» **Materials provided**:
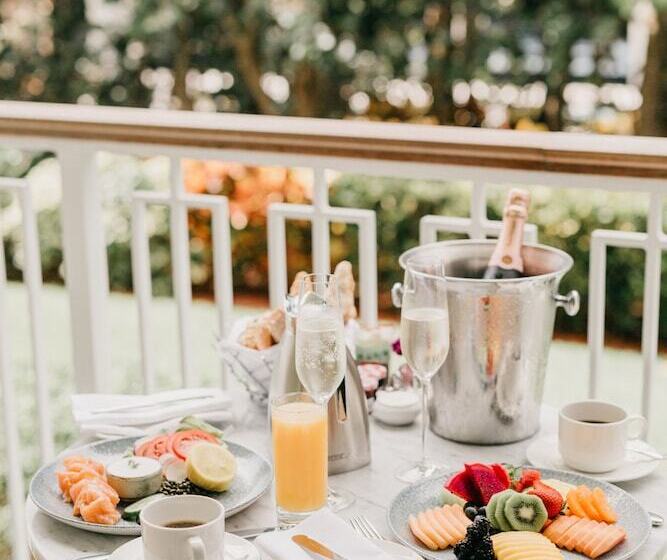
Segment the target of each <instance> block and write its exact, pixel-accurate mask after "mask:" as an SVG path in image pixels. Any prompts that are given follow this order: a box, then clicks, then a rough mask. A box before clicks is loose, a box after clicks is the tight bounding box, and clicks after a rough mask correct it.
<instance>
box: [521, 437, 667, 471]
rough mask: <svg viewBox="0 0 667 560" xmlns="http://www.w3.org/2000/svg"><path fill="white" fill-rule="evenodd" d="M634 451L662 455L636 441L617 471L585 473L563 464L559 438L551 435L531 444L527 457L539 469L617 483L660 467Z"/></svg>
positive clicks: (655, 460) (645, 442) (657, 463)
mask: <svg viewBox="0 0 667 560" xmlns="http://www.w3.org/2000/svg"><path fill="white" fill-rule="evenodd" d="M634 450H639V451H644V452H646V453H654V454H656V455H660V453H659V452H658V451H656V450H655V449H654V448H653V447H651V446H650V445H649V444H648V443H646V442H645V441H641V440H634V441H632V442H630V443H629V444H628V450H627V454H626V456H625V463H623V464H622V465H621V466H620V467H618V468H617V469H616V470H614V471H610V472H606V473H601V474H593V473H585V472H581V471H577V470H575V469H572V468H570V467H568V466H567V465H566V464H565V463H564V462H563V458H562V457H561V456H560V452H559V451H558V436H557V435H550V436H544V437H541V438H539V439H536V440H535V441H534V442H533V443H531V444H530V446H529V447H528V450H527V451H526V456H527V458H528V460H529V461H530V463H531V464H532V465H534V466H536V467H538V468H544V469H556V470H561V471H572V472H576V473H578V474H583V475H586V476H588V477H590V478H594V479H596V480H604V481H605V482H611V483H616V482H628V481H630V480H637V479H638V478H644V477H645V476H648V475H649V474H651V473H652V472H653V471H654V470H655V469H657V468H658V467H659V466H660V461H656V460H652V459H650V458H649V457H647V456H646V455H644V454H642V453H637V452H636V451H634Z"/></svg>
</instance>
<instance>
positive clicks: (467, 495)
mask: <svg viewBox="0 0 667 560" xmlns="http://www.w3.org/2000/svg"><path fill="white" fill-rule="evenodd" d="M388 516H389V519H388V522H389V526H390V527H391V529H392V531H393V532H394V534H395V535H396V537H397V538H398V539H399V541H401V542H402V543H403V544H405V545H407V546H408V547H410V548H412V549H413V550H415V551H416V552H418V553H419V554H420V555H422V556H423V557H424V558H428V559H430V560H455V559H456V560H537V559H540V560H550V559H553V560H564V559H568V560H569V559H575V558H576V559H581V560H583V559H585V558H590V559H596V558H601V559H602V560H624V559H626V558H630V557H631V556H632V555H633V554H635V553H636V552H637V550H638V549H639V548H640V547H641V546H642V545H643V544H644V542H645V541H646V539H647V538H648V535H649V531H650V527H651V523H650V519H649V516H648V514H647V512H646V511H645V510H644V509H643V508H642V507H641V506H640V505H639V504H638V503H637V501H636V500H635V499H634V498H632V496H630V495H629V494H627V493H626V492H624V491H623V490H621V489H620V488H617V487H615V486H612V485H611V484H608V483H605V482H601V481H599V480H595V479H592V478H589V477H586V476H583V475H577V474H574V473H568V472H562V471H554V470H549V469H532V468H528V467H514V466H511V465H506V464H500V463H493V464H483V463H467V464H465V465H464V467H463V469H462V470H460V471H458V472H455V473H452V474H450V475H448V476H444V477H443V476H437V477H433V478H429V479H427V480H425V481H422V482H419V483H416V484H413V485H411V486H408V487H407V488H405V489H403V490H402V491H401V492H400V493H399V494H398V495H397V496H396V498H395V499H394V500H393V502H392V504H391V506H390V509H389V514H388Z"/></svg>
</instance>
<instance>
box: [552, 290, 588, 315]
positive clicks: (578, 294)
mask: <svg viewBox="0 0 667 560" xmlns="http://www.w3.org/2000/svg"><path fill="white" fill-rule="evenodd" d="M553 298H554V301H555V302H556V307H562V308H563V309H564V310H565V313H567V314H568V315H569V316H570V317H574V316H575V315H576V314H577V313H579V307H580V304H581V298H580V297H579V292H578V291H577V290H572V291H571V292H568V293H567V294H566V295H564V296H562V295H560V294H554V296H553Z"/></svg>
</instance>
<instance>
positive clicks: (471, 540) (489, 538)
mask: <svg viewBox="0 0 667 560" xmlns="http://www.w3.org/2000/svg"><path fill="white" fill-rule="evenodd" d="M454 555H455V556H456V558H458V560H495V558H496V555H495V553H494V552H493V542H492V541H491V523H489V520H488V519H487V518H486V517H482V516H479V515H478V516H477V517H476V519H475V521H474V522H473V523H472V524H471V525H469V526H468V530H467V531H466V537H465V539H463V540H462V541H461V542H460V543H458V544H457V545H456V546H454Z"/></svg>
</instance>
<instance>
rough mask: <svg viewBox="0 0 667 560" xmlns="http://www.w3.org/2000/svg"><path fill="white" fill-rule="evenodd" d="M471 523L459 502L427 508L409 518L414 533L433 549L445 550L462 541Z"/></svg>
mask: <svg viewBox="0 0 667 560" xmlns="http://www.w3.org/2000/svg"><path fill="white" fill-rule="evenodd" d="M470 523H471V521H470V519H468V518H467V517H466V515H465V513H464V512H463V508H462V507H461V506H460V505H458V504H456V505H445V506H442V507H439V508H431V509H427V510H425V511H420V512H419V513H417V514H415V515H410V517H409V518H408V525H409V527H410V531H412V534H413V535H414V536H415V538H416V539H417V540H419V541H420V542H421V543H423V544H424V545H426V546H427V547H428V548H430V549H431V550H444V549H445V548H448V547H450V546H454V545H455V544H456V543H458V542H460V541H462V540H463V539H464V538H465V536H466V530H467V528H468V525H470Z"/></svg>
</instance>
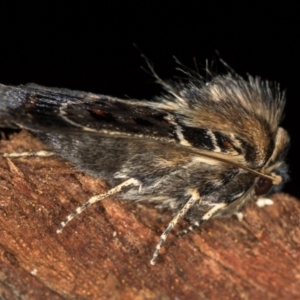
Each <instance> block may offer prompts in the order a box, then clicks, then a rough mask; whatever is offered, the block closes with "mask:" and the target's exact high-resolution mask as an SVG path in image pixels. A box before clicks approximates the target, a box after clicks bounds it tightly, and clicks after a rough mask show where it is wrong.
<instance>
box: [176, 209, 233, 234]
mask: <svg viewBox="0 0 300 300" xmlns="http://www.w3.org/2000/svg"><path fill="white" fill-rule="evenodd" d="M226 205H227V204H226V203H219V204H216V205H215V206H214V207H213V208H211V209H210V210H209V211H208V212H207V213H206V214H205V215H203V216H202V218H201V219H200V221H199V222H195V223H192V224H191V225H190V227H189V228H188V229H185V230H182V231H181V232H179V234H178V235H179V236H183V235H185V234H187V233H189V232H191V231H193V230H194V229H195V228H197V227H199V226H200V225H201V224H203V223H204V222H205V221H207V220H208V219H210V218H211V217H212V216H213V215H214V214H215V213H216V212H217V211H218V210H219V209H222V208H223V207H225V206H226Z"/></svg>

» **What this task involves**: Go through the entries. Report every line that contains the word "pixels".

» **Response to this exercise**:
Segment the target of each <instance> block and write its exact, pixel-accurate mask after "mask:" as an SVG path in image pixels. Any prompts that are given follow this order: a box, then clicks, then a rough mask. A box before clicks is loose, a box after clicks is the tight bounding box, and clicks after a rough mask correct it.
Each <instance> block may offer prompts in the order a box, then clicks, then a rough mask; whatever is offered, the block closes with "mask:" and the target's exact high-resolution mask as an SVG path in image pixels. A box before clicks approximates the target, a box after clicks bounds it tightly, and clicks after a rough mask show where it is wrong.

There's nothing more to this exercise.